By Andy Downing
RedEye special contributor
8:29 PM CST, December 12, 2013
Sometimes Death isn't really the end.
In the early ‘70s, Detroit brothers David, Bobby and Dannis Hackney picked up some instruments and started bashing out scrappy, high-octane rock tunes under the name Death, recording a handful of tracks before breaking up unceremoniously in 1977. When David, who functioned as the band's primary songwriter, died of lung cancer in 2000, it appeared to put a final period on things.
Then, beginning in 2008, something interesting happened. “Politicians in My Eyes,” a single the band self-released in 1974, started to make the rounds amongst influential tastemakers like Questlove, and Bobby's sons, Julian, Urian and Bobby Jr., launched a Death cover band called Rough Francis. A New York Times profile followed as well as a record deal with Drag City. In 2013 the brothers' story was beautifully told in the documentary “A Band Called Death,” which screens free at 7 p.m. Dec. 20 at Reggie’s Music Joint.
In some ways, 2014 is shaping up to be an even bigger year for the trio (family friend Bobbie Duncan stepped in for the late David Hackney). The group just put the finishing touches on a new album, which is expected out on Drag City next year, and it recently hit the road for a tour that stops at Reggie's Rock Club on New Year's Eve.
Reached at home in Vermont, the musicians discussed the events that fueled Death's earliest songs, the difficulty of watching their lives unfold onscreen and David's eerie premonition of success.
--------
QUESTIONS -
(a) According to the article about the band Death, in what year did David Hackney die?
(b) Continue the article about the band Death, beginning after its final sentence.
The data that follows is drawn from a separate source and is unrelated to the article.

DATA SHOWN -
--------
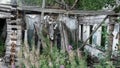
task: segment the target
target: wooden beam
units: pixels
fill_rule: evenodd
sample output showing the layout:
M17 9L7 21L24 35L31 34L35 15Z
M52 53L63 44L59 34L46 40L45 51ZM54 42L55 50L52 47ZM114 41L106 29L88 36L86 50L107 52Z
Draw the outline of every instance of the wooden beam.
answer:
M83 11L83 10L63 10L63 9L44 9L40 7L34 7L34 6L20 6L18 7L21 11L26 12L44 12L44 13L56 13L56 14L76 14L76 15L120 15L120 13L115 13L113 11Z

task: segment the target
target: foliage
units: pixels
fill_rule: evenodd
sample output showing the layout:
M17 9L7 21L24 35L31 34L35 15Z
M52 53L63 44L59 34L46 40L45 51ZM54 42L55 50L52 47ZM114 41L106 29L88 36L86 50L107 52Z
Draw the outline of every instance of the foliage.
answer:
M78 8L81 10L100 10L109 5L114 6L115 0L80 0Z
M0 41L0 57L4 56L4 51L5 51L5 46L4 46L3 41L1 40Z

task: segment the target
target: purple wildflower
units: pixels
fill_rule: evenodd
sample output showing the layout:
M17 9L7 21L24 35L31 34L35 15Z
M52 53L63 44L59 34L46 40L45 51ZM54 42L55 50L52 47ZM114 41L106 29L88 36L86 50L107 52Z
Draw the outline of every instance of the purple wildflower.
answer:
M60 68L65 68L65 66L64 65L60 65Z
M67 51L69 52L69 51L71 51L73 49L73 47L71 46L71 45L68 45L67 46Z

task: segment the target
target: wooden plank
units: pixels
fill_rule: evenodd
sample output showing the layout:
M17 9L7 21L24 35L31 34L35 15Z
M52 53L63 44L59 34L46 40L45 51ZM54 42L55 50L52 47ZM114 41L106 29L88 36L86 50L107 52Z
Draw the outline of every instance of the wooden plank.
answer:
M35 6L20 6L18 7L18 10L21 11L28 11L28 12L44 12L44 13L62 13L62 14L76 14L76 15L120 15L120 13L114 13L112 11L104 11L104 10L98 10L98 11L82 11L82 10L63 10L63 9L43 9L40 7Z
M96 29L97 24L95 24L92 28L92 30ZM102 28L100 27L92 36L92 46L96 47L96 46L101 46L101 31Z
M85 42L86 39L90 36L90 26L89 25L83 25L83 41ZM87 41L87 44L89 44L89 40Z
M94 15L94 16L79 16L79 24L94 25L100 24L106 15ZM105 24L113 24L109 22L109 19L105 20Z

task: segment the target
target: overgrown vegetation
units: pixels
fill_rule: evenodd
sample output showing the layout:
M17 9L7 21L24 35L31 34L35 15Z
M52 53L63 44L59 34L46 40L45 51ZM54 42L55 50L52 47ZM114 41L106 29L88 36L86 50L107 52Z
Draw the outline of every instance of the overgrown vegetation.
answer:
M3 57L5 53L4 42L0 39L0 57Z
--------
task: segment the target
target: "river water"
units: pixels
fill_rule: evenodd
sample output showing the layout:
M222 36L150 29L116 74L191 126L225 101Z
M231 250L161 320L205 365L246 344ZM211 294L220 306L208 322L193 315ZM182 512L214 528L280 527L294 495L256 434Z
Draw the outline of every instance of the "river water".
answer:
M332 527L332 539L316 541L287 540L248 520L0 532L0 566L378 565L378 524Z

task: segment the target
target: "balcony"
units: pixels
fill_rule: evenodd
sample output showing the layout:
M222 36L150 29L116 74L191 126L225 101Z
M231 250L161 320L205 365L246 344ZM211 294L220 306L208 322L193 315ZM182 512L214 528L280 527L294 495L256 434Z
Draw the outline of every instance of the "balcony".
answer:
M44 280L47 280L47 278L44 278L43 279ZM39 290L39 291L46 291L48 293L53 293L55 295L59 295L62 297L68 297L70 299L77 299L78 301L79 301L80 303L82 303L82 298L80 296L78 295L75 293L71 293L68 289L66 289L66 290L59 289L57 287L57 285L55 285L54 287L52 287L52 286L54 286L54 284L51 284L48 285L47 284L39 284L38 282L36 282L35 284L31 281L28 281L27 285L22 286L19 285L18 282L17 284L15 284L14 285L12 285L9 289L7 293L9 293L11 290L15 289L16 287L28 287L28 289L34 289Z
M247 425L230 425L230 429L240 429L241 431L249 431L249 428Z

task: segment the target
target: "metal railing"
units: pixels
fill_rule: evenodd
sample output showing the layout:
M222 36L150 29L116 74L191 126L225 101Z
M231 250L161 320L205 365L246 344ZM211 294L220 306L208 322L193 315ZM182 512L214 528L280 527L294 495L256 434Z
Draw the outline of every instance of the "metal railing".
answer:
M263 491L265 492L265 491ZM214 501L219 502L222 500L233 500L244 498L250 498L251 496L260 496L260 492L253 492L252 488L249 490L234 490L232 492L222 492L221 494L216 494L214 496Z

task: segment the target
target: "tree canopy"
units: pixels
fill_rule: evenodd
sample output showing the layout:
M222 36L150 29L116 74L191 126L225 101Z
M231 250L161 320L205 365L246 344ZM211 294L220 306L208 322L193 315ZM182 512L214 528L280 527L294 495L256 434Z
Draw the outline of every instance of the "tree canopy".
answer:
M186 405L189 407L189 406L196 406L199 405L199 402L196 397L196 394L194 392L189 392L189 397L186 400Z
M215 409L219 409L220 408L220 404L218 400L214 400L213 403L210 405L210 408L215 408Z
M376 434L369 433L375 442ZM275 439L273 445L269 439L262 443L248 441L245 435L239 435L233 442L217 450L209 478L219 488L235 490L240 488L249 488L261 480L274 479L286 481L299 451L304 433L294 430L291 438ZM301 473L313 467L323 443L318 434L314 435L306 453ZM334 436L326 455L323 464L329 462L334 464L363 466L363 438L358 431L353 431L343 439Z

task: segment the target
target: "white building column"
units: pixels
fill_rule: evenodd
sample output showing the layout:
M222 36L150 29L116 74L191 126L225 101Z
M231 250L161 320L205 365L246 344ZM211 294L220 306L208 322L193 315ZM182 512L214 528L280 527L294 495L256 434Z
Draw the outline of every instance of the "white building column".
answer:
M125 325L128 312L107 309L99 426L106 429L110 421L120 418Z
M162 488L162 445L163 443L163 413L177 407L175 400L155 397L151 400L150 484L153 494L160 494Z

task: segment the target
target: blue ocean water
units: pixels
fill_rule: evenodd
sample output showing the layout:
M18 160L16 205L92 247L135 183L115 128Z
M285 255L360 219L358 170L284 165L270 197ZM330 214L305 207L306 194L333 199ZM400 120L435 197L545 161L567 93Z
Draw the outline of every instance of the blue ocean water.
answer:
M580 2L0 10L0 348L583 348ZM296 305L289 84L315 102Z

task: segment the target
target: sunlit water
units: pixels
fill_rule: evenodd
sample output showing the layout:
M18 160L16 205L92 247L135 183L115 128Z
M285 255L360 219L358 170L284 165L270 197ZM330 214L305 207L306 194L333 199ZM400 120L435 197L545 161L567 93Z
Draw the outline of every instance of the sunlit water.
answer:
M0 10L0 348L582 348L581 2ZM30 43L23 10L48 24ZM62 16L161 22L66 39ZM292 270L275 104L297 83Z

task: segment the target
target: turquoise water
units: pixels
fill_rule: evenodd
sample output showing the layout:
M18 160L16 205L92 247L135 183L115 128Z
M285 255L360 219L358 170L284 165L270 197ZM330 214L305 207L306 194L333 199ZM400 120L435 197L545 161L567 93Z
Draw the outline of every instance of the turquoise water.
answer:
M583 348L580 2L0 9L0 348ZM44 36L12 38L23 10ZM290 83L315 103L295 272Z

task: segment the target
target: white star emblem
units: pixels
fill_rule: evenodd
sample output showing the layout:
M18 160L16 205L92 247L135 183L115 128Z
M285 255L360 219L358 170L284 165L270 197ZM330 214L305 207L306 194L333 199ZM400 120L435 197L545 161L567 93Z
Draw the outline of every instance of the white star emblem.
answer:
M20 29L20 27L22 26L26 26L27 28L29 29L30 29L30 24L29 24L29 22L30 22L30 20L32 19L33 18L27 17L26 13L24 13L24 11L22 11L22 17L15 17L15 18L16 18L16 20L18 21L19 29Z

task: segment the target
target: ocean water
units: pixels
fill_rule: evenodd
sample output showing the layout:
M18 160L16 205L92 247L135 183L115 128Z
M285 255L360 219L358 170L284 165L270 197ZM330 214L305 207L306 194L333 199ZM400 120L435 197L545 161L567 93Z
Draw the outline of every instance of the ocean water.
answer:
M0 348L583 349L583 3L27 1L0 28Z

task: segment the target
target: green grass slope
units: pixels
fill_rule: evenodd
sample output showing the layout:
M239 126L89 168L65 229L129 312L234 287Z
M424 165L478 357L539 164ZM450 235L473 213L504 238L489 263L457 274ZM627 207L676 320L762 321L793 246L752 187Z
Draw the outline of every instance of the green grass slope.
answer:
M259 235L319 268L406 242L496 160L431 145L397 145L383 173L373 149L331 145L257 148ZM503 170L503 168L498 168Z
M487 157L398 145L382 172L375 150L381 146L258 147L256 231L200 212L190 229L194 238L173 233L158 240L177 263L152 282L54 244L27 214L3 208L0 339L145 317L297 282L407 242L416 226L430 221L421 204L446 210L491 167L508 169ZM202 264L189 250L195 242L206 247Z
--------
ANSWERS BY ITEM -
(a) David Hackney died of lung cancer in 2000.

(b)
You first picked up instruments after watching the Beatles on “The Ed Sullivan Show,” but you said you didn't get serious about the band until the late '60s. What changed?
Bobby Hackney: 1968 was the real year we turned into music, and maybe it was just the healing we needed at the time. We had the Vietnam War and leaders getting assassinated, like Bobby Kennedy and President Kennedy and Martin Luther King, Jr. We saw music as an escape, and like everybody else we wanted to escape from all the turmoil that was going on in America
People have described your music as punk before punk existed. Did you realize at the time you were on to something different?
Dannis Hackney: We just thought we were playing good music. We didn’t think of it as punk music because those were the early days, and if you went around calling people punks you got a bloody nose, man. Punk hadn’t been coined yet.
Bobby Hackney: We always called it hard-driving rock ‘n’ roll.
Dannis Hackney: The one thing we all knew unequivocally was there was no other black band in Detroit playing that kind of music [laughs].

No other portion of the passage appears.